**SOURCE MATERIAL:**
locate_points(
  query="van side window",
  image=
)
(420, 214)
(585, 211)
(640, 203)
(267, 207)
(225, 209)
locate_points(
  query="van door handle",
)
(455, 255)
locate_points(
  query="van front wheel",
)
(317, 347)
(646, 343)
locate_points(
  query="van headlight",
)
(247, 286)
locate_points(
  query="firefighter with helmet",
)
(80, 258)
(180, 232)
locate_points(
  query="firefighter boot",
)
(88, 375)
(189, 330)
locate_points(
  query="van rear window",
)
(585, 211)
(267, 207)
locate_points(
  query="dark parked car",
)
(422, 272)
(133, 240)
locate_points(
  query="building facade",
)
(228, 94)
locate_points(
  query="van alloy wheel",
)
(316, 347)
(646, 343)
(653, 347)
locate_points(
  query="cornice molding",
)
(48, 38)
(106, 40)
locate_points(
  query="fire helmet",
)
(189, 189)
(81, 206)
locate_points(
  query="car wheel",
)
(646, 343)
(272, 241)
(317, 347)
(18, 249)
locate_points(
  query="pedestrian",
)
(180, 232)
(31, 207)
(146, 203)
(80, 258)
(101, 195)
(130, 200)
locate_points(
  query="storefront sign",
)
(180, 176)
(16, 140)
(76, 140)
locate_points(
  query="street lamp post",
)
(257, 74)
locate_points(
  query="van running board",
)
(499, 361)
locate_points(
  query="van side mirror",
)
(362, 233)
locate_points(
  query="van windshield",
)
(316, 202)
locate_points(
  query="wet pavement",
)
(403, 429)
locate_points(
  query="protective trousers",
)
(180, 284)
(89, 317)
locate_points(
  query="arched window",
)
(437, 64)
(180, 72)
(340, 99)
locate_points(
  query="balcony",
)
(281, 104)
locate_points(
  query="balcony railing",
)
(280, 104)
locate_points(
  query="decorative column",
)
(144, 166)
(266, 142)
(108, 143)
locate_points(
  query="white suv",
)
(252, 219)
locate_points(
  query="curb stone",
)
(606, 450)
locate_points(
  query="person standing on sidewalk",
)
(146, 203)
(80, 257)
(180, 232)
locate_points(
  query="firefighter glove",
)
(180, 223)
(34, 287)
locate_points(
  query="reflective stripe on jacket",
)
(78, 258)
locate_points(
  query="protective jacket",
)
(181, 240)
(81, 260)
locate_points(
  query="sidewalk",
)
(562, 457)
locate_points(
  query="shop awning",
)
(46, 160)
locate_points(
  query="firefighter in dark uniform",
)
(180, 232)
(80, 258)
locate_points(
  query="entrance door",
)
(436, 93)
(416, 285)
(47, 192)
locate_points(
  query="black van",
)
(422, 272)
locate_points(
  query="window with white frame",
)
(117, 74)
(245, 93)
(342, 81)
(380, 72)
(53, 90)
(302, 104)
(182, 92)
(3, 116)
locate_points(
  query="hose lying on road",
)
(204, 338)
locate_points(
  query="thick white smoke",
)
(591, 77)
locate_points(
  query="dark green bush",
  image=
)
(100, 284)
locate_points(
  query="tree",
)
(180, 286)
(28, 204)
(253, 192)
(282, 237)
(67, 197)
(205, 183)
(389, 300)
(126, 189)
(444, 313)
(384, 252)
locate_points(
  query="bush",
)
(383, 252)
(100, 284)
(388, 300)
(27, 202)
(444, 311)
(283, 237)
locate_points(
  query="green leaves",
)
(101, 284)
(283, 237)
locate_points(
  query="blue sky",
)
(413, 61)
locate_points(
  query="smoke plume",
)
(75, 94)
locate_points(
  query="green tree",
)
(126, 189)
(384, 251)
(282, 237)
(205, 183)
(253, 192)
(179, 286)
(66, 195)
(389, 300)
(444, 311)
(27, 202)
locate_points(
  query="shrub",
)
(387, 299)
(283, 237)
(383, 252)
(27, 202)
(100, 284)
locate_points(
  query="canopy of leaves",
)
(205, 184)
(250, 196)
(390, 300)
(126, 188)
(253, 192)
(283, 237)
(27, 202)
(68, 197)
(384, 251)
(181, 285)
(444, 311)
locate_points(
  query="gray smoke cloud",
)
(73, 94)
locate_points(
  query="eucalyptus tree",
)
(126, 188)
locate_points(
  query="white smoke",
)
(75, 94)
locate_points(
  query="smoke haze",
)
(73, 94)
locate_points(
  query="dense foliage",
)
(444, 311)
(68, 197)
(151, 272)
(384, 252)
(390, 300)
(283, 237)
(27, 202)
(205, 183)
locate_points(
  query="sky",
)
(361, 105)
* * *
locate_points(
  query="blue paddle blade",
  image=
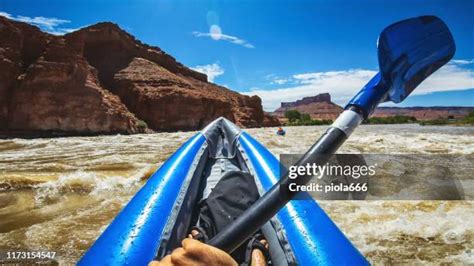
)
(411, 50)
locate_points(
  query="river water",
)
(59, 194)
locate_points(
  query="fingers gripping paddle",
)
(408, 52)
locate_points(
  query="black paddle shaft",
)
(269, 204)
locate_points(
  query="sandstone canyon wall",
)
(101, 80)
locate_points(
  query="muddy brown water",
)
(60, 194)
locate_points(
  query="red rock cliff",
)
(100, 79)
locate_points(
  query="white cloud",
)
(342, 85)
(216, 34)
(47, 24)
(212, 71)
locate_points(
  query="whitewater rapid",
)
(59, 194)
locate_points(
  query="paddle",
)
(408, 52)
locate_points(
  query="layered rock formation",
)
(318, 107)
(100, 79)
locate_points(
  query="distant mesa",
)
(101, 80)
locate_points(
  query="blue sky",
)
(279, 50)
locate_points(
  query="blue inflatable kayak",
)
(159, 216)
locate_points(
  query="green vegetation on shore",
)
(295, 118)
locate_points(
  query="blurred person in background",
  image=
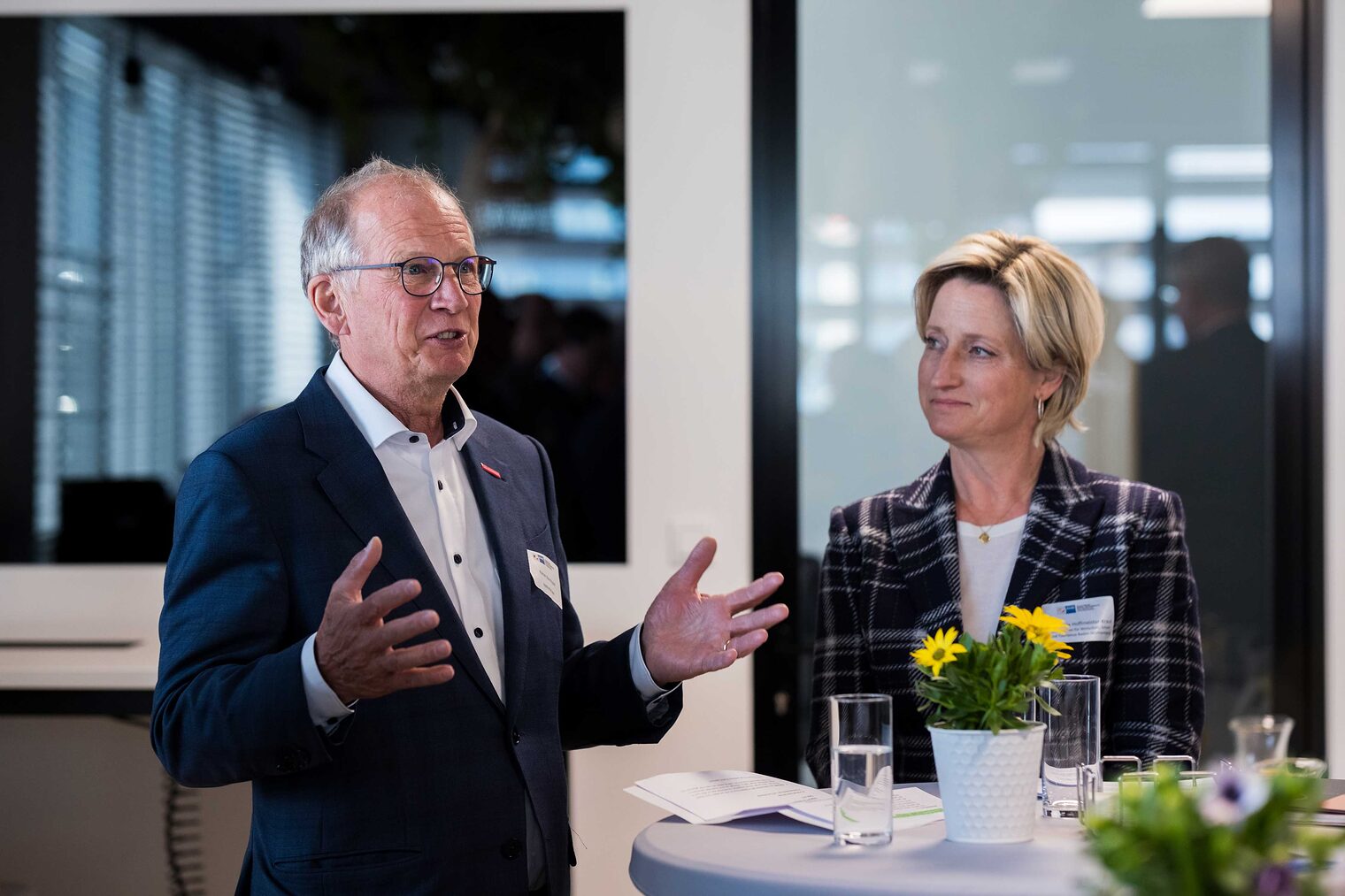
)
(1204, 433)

**PROBLEM DETAILS:** The lines to copy are those above that contain the string "balcony".

**OUTPUT FOR THIS EXERCISE:**
  query="balcony",
  query="balcony railing",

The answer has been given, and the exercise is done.